**Work instruction**
Word for word, retype the lines from the one containing "When queried with" to the last line of the data below, both ends included.

──────────────────────────────

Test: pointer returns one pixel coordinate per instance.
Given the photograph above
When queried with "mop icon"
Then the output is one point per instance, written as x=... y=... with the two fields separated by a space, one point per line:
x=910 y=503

──────────────────────────────

**Result of this exercise**
When queried with "mop icon"
Then the output is one point per instance, written as x=... y=... with the two fields separated by a space, one point per line:
x=910 y=503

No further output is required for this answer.